● **PASSAGE TO READ**
By Yash Daiv
FARAH Bashir’s new book, Rumours of Spring, is a memoir of a teenaged girl, who grew with the turmoil. It will be out in April 2021.
She talks to Kashmir Observer in an exclusive interview.
YASH DAIV (YD): Rumours of Spring is a voice that is never-before heard: That of a teenage girl. What prompted you to write this memoir?
FARAH BASHIR (FB): To articulate the silences of a young girl who is navigating her life in a war and confronting it when all she wanted was to escape it.
YD: In your mind, what is the first picture of the siege? What did you see and how did you understand that something was not right?
FB: The year was 1989 and I was a few months away from becoming a teenager. It was on the eve of Eid. The day that started on a happy note ended in an interminable night. The opening chapter of my book comprises that memory.
My sister and I had gone to a salon to get a haircut and by the time we came out, the world as we knew it had completely transformed. The celebratory air had turned funereal. A strange bluish hue had descended upon the city; there were shards of glass and squished toys on the streets. Streets were deserted as a curfew had been announced.
After that metamorphic hour, the years that followed became a series of sharp contrasts: of love and loss, life and death, uncertainty and hope.
YD: What were the little changes you had to make when Kashmir was militarised? How did it invade your domestic space?
FB: The memoir documents most changes, both internal and external, that were brought about by the insurgency and dense militarisation.
Parts of our home became inaccessible, bunkers became the new landmarks, the way young girls dressed was no longer the same, some food habits changed, the games that we played as children changed too. Newer rituals were formed in homes. Old ones vanished.
The book documents juxtaposition of the old and new realities.
YD: As a teenage girl, what fears did you feel?
FB: The fear of returning home to a dead family member loomed at large. It had happened to a few friends of mine, who lost their parents and grandparents to stray bullets or to motivated assassinations.
That fear of losing a loved one at any time, brutally, cast a shadow even before I had turned thirteen.
I grew up on a bustling street in the old city of Srinagar that was rarely quiet. When the night curfew was imposed for nearly a decade, I struggled to fall asleep to the quietude in the neighbourhood. And, the silence that nights carried had the heaviness of the events that had happened during the day.

● **WRITTEN INSTRUCTION 1**
According to the interview with Farah Bashir, what had she and her sister gone out to do on the eve of Eid in 1989?
● **WRITTEN INSTRUCTION 2**
Continue the interview with Farah Bashir about her memoir, picking up after its last sentence.

● **ENTRIES SHOWN**

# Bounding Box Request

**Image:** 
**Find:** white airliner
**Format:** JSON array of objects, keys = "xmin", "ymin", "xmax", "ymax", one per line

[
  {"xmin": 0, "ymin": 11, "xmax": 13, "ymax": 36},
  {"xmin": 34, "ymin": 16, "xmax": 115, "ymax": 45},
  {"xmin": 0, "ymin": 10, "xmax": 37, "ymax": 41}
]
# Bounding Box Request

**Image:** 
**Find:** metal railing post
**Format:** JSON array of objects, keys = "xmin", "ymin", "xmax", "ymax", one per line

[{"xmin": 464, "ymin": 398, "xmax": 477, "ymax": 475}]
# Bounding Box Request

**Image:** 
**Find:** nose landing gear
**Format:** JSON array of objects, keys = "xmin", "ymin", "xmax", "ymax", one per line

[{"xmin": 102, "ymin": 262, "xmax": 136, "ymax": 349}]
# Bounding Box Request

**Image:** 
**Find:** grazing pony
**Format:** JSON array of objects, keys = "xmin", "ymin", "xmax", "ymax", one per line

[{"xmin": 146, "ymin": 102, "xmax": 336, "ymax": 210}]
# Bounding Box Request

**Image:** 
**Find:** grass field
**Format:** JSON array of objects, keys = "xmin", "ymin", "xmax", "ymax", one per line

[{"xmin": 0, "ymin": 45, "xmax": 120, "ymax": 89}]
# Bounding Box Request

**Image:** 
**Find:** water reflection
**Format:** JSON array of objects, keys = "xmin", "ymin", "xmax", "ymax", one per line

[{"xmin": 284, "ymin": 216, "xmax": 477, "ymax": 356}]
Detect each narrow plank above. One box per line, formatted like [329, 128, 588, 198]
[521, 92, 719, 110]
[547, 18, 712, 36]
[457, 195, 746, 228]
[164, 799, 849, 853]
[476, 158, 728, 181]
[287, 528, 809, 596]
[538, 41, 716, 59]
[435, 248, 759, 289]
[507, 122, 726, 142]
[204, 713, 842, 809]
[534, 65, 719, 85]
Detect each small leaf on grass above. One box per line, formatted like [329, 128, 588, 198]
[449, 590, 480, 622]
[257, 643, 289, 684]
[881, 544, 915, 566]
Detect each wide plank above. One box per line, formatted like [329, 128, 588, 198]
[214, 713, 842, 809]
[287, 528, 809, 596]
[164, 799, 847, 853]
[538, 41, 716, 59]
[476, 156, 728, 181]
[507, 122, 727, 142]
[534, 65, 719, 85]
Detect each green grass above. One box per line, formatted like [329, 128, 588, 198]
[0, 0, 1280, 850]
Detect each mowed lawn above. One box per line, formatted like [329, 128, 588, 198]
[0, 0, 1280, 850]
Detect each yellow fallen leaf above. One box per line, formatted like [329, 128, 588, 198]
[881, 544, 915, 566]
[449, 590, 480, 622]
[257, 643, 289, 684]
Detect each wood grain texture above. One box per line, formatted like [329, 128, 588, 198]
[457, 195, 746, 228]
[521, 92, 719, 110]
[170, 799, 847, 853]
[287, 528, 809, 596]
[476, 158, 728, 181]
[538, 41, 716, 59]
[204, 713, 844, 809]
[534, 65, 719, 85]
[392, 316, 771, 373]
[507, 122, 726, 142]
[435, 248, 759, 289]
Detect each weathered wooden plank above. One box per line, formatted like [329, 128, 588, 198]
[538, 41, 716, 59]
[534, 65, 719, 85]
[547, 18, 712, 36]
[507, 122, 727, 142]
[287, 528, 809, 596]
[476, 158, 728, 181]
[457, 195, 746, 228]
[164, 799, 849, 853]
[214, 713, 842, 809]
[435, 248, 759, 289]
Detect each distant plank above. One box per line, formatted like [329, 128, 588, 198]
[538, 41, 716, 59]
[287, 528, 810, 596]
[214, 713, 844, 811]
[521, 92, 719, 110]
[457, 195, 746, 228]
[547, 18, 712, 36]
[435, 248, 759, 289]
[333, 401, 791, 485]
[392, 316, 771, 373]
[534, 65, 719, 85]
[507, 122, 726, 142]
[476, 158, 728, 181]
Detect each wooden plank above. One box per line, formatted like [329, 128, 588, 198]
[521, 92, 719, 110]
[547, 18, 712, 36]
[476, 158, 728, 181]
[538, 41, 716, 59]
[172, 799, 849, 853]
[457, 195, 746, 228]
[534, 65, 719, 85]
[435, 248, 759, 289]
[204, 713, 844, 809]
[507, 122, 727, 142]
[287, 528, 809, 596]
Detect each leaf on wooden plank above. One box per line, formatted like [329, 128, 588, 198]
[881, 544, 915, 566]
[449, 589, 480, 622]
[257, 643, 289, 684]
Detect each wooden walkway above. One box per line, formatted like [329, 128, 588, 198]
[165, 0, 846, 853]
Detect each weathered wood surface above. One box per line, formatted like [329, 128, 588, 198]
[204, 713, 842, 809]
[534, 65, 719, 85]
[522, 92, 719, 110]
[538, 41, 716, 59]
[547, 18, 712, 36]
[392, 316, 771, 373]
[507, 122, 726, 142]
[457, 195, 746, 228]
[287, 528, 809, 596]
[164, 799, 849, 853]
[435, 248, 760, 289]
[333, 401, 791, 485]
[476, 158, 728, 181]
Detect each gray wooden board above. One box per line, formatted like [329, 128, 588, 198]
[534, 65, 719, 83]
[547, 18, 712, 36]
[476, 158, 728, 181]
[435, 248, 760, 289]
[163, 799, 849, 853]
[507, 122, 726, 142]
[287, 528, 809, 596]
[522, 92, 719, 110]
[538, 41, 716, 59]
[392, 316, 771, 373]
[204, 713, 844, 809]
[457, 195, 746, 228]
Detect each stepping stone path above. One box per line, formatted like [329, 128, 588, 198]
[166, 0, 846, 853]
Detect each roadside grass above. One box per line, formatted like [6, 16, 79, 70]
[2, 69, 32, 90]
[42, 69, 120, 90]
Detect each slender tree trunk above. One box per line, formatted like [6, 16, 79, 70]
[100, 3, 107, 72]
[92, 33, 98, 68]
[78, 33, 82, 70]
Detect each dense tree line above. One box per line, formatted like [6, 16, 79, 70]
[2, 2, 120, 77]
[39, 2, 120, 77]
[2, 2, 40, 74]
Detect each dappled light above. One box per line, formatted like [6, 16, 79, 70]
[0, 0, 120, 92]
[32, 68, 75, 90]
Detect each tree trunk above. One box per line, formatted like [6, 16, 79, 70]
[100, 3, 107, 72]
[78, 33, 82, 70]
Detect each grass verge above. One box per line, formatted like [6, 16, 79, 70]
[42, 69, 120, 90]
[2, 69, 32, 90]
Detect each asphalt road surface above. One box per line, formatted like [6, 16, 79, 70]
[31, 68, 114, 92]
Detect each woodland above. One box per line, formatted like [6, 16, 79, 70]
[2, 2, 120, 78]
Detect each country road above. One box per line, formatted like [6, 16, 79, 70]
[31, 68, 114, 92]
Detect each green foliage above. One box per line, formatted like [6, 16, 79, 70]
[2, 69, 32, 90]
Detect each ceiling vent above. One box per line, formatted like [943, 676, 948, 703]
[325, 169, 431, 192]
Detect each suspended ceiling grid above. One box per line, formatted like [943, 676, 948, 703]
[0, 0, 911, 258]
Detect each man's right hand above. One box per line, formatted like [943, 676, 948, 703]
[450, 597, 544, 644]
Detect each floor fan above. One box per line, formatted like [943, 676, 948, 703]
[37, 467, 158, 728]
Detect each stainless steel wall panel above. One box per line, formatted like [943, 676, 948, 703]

● **ANSWER 1**
They had gone to a salon to get a haircut.

● **ANSWER 2**
Rubaiyya Sayeed’s kidnapping was one such incident that haunted me for weeks. I kept wondering about her — her powerful father couldn’t save his daughter from being abducted. I wondered what she must have felt.
A couple of years later when our relatives started talking about rapes in hushed tones, I couldn’t ask anyone about it. I didn’t know what and how to ask. But, the probability of something bad happening to me kept growing inside me.
As a young girl, the first time I grew conscious of my body that was changing its contours into a young woman’s body, was when I had to walk through a crackdown.
That day, I didn’t hang my bag on my shoulder but I hugged it as if adding an extra layer of protection. I felt being attractive could mean serious trouble, so I stopped caring for myself or the way I looked.
And then there were times when I wanted to become invisible. I also developed a habit of pulling out my hair, about which I have written in one of the early chapters in the book.
Amidst all that fear and anxiety, I also fell in love, wrote letters, found a neglected room in the house to dance stealthily in and listened to the songs from banned radio stations.
YD: Was it frustrating to counter outsiders’ views of Kashmir as a place for ‘honeymoon only’ or ‘infested with terrorism’?
FB: When I was growing up, I was of the belief that the events happening on the global stage in 1989 had been rather too big for the world to pay attention to what was happening in Kashmir.
There were the Tiananmen Square protests and their aftermath, the fall of Berlin wall and Dalai Lama was awarded the Nobel Peace Prize — all in the same year.
Because of which, I naively thought the world was too busy elsewhere, so the onus was on us to tell our stories.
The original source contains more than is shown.